Copy out the material below word for word, but leave the pictures out.

Start

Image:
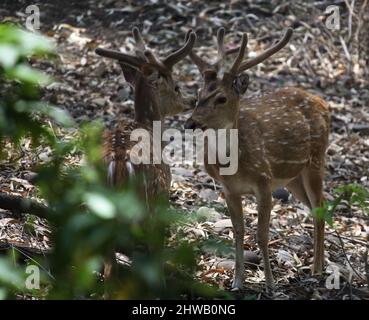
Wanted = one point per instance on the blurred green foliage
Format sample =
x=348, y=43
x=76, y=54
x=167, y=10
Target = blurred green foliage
x=348, y=195
x=88, y=218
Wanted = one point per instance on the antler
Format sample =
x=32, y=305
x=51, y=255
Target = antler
x=181, y=53
x=147, y=56
x=267, y=53
x=237, y=62
x=202, y=65
x=117, y=55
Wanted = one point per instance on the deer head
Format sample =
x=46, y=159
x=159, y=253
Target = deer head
x=146, y=72
x=218, y=99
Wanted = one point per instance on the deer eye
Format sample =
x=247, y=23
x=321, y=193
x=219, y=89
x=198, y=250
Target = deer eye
x=221, y=100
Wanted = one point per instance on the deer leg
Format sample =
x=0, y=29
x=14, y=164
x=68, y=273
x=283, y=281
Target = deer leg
x=234, y=204
x=264, y=199
x=110, y=274
x=313, y=183
x=296, y=187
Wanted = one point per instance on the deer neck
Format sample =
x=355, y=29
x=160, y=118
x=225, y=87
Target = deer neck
x=146, y=102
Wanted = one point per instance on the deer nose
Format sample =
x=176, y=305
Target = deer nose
x=190, y=124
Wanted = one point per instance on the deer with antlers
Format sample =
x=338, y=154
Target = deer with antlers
x=156, y=95
x=282, y=137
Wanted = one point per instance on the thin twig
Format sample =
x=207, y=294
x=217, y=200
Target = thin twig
x=345, y=254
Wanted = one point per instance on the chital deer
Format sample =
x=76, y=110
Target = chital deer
x=156, y=95
x=282, y=136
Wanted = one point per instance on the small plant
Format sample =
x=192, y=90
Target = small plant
x=348, y=195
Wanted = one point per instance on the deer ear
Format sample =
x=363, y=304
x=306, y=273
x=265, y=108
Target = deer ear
x=241, y=83
x=129, y=73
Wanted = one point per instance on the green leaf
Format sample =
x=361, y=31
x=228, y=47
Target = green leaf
x=8, y=55
x=100, y=205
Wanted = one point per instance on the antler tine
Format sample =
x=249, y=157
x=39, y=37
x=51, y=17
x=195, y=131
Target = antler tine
x=220, y=43
x=155, y=62
x=117, y=55
x=201, y=64
x=138, y=39
x=237, y=62
x=181, y=53
x=267, y=53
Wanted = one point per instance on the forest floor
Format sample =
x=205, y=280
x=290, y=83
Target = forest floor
x=317, y=59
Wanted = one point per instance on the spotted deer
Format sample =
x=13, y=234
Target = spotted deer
x=282, y=137
x=156, y=95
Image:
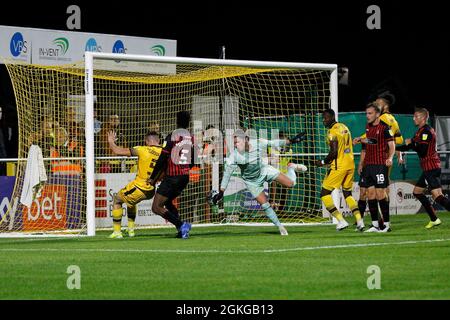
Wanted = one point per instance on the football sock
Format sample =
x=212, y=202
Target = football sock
x=351, y=202
x=329, y=204
x=172, y=208
x=384, y=206
x=173, y=219
x=131, y=212
x=117, y=219
x=373, y=208
x=427, y=205
x=291, y=175
x=443, y=201
x=362, y=204
x=271, y=214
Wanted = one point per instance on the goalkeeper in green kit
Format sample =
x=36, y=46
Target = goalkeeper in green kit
x=247, y=155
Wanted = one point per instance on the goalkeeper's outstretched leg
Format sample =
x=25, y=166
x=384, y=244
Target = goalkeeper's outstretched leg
x=270, y=213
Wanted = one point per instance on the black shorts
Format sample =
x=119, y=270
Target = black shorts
x=362, y=181
x=430, y=179
x=172, y=186
x=374, y=175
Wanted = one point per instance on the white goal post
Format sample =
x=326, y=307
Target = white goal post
x=91, y=57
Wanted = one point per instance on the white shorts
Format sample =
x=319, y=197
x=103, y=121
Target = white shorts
x=268, y=174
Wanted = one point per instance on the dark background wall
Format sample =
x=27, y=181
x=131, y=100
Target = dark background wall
x=408, y=55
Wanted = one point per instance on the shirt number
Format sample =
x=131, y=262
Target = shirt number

End

WRITTEN RESPONSE:
Image:
Wanted = one point per instance on the blurred green foliage
Format sample =
x=348, y=43
x=76, y=54
x=167, y=10
Target = blurred green foliage
x=348, y=195
x=88, y=218
Wanted = one point per instance on the antler
Format sample =
x=32, y=305
x=51, y=255
Target = antler
x=181, y=53
x=147, y=56
x=267, y=53
x=237, y=62
x=202, y=65
x=117, y=55
Wanted = one point per instance on the deer head
Format sample =
x=46, y=159
x=159, y=253
Target = deer head
x=146, y=72
x=218, y=99
Wanted = one point per instance on the deer eye
Format sample =
x=247, y=23
x=321, y=193
x=219, y=89
x=198, y=250
Target = deer eye
x=221, y=100
Wanted = one point per instance on the deer leg
Format sample =
x=0, y=29
x=14, y=164
x=68, y=273
x=283, y=281
Target = deer leg
x=234, y=204
x=264, y=199
x=110, y=274
x=313, y=183
x=296, y=187
Wanted = one point per instance on the deer neck
Format sample =
x=355, y=29
x=160, y=118
x=225, y=87
Target = deer neck
x=146, y=102
Wanted = one point per instance on the deer nose
Format sample =
x=176, y=305
Target = deer nose
x=190, y=124
Wanted = one point per instance on the deer with antlers
Format sample =
x=338, y=154
Target = deer with antlers
x=156, y=95
x=282, y=137
Wanted = one point per instance on the thin twig
Format sample =
x=207, y=294
x=217, y=200
Target = thin twig
x=345, y=254
Wanted = one point per instance on the chital deer
Format sample =
x=76, y=110
Target = chital deer
x=156, y=95
x=282, y=136
Wanted = one point per instance on the small plant
Format sample =
x=192, y=90
Target = small plant
x=348, y=195
Wanted = one point per instance on the deer ear
Format sample =
x=363, y=304
x=306, y=273
x=265, y=108
Target = deer ear
x=241, y=83
x=129, y=73
Wanted = one point per instance on the green leaf
Format sample =
x=361, y=31
x=228, y=47
Target = green leaf
x=8, y=55
x=100, y=205
Wanted = one point per instance on the antler tine
Format sample =
x=249, y=157
x=39, y=37
x=51, y=17
x=195, y=131
Target = antler tine
x=220, y=43
x=155, y=62
x=117, y=55
x=201, y=64
x=138, y=39
x=237, y=62
x=181, y=53
x=267, y=53
Wanted = one point per instance on the forest floor
Format sample =
x=205, y=280
x=290, y=83
Target = forest floor
x=317, y=59
Wanted = one point per instance on the spotted deer
Format sample =
x=13, y=234
Target = spotted deer
x=282, y=137
x=156, y=95
Image:
Wanted = one point per instance on the football sock
Format sample =
x=212, y=202
Target = football sock
x=351, y=202
x=329, y=204
x=172, y=208
x=384, y=206
x=173, y=219
x=131, y=212
x=117, y=219
x=373, y=208
x=427, y=205
x=291, y=175
x=443, y=201
x=362, y=204
x=271, y=214
Wanted = one point per instance on the goalkeeper in green kit
Format sample =
x=36, y=46
Target = goalkeeper in green kit
x=247, y=155
Wanted = one point per instance on the goalkeeper's outstretched leg
Format sample =
x=25, y=166
x=384, y=244
Target = goalkeeper's outstretched leg
x=270, y=213
Wanted = one point per instance on the black shorts
Format sample =
x=119, y=270
Target = black shorts
x=362, y=181
x=430, y=179
x=172, y=186
x=374, y=175
Wanted = one point per instance on the white goal post
Format sample =
x=326, y=307
Target = white goal post
x=91, y=57
Wanted = one point per instance on the white shorts
Format sample =
x=319, y=197
x=103, y=121
Target = white shorts
x=268, y=174
Wanted = one point per instance on the dark background wall
Format sample =
x=27, y=181
x=131, y=100
Target = dark background wall
x=408, y=55
Wanted = one point per instance on the shirt number
Format sample =
x=131, y=262
Target = shirt number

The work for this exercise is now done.